▶ [Data for this exercise]
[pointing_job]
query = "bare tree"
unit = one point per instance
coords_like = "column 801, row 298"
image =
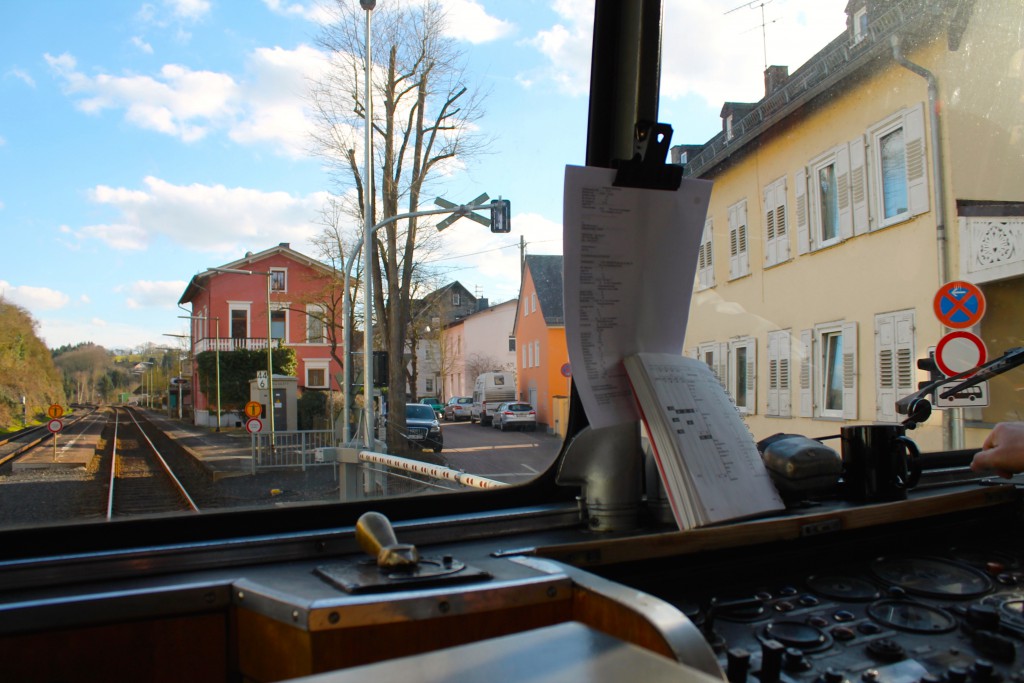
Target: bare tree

▶ [To do]
Copy every line of the records above word for word, but leave the picture out of your answer.

▶ [Task output]
[pointing_job]
query = "bare tree"
unit = one point per instance
coords_like = "column 801, row 298"
image =
Target: bare tree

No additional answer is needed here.